__Set of tasks__
a. Using the passage about the Nabokovs' 1958 dinner, answer these questions:
(i) Where was Cafe Chambord located?
(ii) How long before the dinner had the novel been published?
(iii) What were the Mintons preoccupied with that evening?
b. Write out the portion of the passage about the Nabokovs' 1958 dinner that begins at the words "Sixty years ago" and stops after the words "the previous week.".

__Source document__
Sixty years ago today, on November 26, 1958, Vladimir and Vera
Nabokov went out to dinner at Cafe Chambord on Third Avenue at
49th Street. The other dinner guests included Walter Minton, publisher
of G.P. Putnam’s and Sons, and his wife, Polly, as well as Victor
Schaller, Putnam’s head of finance, and his wife. The mood should have
been celebratory in light of Lolita’s increasing success. The
novel, published three months earlier, was atop bestseller lists,
received reviews—rapturous or critical—from all corners, and
foreshadowed the book’s permanent place as a controversial topic of
conversation.
The mood, however, was anything but celebratory. As Vera later wrote in great detail in a diary chronicling Lolita’s path to and during publication, a melancholy air suffused the evening because the Mintons were unduly preoccupied with a Time Magazine article published the previous week.

__Extracted material__
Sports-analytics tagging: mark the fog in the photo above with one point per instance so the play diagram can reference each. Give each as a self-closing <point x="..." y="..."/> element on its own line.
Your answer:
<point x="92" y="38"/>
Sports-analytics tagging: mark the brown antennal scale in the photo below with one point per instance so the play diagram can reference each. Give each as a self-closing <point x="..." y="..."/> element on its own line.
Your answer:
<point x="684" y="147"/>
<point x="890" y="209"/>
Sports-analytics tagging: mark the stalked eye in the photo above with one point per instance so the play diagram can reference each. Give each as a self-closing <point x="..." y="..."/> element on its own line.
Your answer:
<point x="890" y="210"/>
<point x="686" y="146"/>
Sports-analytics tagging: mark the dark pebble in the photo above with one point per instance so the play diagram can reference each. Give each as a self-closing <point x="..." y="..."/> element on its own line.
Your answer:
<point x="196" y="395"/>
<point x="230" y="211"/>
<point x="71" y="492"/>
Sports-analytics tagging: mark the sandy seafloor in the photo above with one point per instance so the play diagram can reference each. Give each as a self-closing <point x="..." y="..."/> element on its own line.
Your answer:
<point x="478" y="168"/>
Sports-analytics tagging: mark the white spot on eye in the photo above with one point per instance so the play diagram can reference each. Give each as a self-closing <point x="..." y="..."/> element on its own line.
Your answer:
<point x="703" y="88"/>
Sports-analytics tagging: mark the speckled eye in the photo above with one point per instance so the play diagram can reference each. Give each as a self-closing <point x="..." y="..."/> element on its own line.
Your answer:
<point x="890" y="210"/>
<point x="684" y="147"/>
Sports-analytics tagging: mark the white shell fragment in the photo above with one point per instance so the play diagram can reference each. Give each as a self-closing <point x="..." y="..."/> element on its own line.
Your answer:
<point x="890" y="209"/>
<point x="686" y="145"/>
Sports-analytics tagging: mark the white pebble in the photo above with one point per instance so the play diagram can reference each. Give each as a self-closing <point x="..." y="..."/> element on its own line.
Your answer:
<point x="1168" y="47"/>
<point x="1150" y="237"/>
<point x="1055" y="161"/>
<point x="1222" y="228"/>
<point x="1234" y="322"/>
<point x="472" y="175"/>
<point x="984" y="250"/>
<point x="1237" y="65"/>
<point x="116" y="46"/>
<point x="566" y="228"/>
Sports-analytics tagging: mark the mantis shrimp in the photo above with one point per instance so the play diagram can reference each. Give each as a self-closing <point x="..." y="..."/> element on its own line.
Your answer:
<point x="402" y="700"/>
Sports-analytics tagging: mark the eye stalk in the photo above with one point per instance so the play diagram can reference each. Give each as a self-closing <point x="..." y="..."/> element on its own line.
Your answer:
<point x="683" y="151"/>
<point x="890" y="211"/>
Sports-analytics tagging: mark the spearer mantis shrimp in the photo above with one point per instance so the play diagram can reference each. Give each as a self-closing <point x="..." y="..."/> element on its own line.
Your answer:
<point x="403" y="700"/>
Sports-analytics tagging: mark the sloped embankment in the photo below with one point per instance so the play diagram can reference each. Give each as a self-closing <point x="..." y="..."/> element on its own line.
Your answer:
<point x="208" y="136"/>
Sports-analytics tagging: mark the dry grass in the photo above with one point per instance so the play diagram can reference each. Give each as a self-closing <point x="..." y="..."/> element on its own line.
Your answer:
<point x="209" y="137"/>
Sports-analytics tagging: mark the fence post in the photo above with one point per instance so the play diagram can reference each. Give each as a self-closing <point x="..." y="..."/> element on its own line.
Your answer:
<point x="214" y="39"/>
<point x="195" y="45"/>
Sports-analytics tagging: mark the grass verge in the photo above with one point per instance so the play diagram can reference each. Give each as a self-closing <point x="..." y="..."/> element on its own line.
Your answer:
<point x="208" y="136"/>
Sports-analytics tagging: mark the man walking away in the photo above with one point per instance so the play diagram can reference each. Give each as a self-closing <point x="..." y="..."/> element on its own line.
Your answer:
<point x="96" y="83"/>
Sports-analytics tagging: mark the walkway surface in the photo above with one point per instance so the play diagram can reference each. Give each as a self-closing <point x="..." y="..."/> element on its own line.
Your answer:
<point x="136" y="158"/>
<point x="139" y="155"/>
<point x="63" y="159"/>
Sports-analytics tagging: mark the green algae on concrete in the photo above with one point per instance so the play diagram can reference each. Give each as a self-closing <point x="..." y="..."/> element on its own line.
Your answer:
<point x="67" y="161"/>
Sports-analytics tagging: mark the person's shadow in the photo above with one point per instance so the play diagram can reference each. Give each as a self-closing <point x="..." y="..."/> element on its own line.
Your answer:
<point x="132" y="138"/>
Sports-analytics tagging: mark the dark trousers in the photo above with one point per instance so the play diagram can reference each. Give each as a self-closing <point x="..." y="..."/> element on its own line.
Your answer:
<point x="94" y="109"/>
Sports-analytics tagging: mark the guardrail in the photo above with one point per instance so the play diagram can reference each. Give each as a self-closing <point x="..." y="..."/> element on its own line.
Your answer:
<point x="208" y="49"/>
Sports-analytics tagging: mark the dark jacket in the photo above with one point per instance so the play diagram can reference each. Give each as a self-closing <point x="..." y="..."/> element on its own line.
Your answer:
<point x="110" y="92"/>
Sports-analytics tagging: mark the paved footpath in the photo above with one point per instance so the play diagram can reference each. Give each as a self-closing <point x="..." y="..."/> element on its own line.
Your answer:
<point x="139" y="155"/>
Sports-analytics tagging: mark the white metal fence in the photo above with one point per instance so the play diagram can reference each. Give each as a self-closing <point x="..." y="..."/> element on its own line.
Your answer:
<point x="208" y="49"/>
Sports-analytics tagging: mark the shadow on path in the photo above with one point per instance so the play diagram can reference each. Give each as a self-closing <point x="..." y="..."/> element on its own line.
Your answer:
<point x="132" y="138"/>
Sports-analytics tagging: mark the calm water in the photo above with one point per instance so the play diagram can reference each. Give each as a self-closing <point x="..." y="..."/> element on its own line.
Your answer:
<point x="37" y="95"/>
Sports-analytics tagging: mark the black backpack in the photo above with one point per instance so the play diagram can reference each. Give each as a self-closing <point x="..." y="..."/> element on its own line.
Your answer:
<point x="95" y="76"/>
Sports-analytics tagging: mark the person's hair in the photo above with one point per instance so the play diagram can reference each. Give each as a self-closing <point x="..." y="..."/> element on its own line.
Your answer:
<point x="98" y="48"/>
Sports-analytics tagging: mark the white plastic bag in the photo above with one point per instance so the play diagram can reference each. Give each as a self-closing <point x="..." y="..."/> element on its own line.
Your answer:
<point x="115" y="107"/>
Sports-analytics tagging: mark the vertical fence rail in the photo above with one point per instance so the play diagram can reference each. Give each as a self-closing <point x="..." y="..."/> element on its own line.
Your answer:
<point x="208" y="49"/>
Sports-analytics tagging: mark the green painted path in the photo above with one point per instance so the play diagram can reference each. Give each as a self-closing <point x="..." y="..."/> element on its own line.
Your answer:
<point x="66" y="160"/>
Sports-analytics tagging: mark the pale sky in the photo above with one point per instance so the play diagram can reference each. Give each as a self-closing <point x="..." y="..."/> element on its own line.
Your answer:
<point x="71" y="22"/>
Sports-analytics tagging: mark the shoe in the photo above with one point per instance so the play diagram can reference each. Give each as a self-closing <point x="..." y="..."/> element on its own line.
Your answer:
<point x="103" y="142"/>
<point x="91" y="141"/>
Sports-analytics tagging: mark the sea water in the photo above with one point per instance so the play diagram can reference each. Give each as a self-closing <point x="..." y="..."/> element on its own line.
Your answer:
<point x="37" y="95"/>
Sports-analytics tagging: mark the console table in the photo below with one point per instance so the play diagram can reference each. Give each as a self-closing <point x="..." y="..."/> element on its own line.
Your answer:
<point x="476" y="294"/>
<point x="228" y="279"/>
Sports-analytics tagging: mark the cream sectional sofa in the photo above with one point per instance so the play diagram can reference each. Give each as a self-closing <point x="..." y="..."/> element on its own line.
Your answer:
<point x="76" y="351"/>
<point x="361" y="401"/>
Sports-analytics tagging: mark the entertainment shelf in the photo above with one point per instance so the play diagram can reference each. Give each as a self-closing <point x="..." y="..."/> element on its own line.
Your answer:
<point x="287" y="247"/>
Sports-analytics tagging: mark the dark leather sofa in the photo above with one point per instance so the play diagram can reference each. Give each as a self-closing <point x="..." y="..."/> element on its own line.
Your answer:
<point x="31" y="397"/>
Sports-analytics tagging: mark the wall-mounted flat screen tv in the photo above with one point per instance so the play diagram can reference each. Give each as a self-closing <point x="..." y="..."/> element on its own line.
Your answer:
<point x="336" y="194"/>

__Task-by-task results__
a.
(i) On Third Avenue at 49th Street.
(ii) Three months earlier.
(iii) A Time Magazine article published the previous week.

b.
Sixty years ago today, on November 26, 1958, Vladimir and Vera
Nabokov went out to dinner at Cafe Chambord on Third Avenue at
49th Street. The other dinner guests included Walter Minton, publisher
of G.P. Putnam’s and Sons, and his wife, Polly, as well as Victor
Schaller, Putnam’s head of finance, and his wife. The mood should have
been celebratory in light of Lolita’s increasing success. The
novel, published three months earlier, was atop bestseller lists,
received reviews—rapturous or critical—from all corners, and
foreshadowed the book’s permanent place as a controversial topic of
conversation.
The mood, however, was anything but celebratory. As Vera later wrote in great detail in a diary chronicling Lolita’s path to and during publication, a melancholy air suffused the evening because the Mintons were unduly preoccupied with a Time Magazine article published the previous week.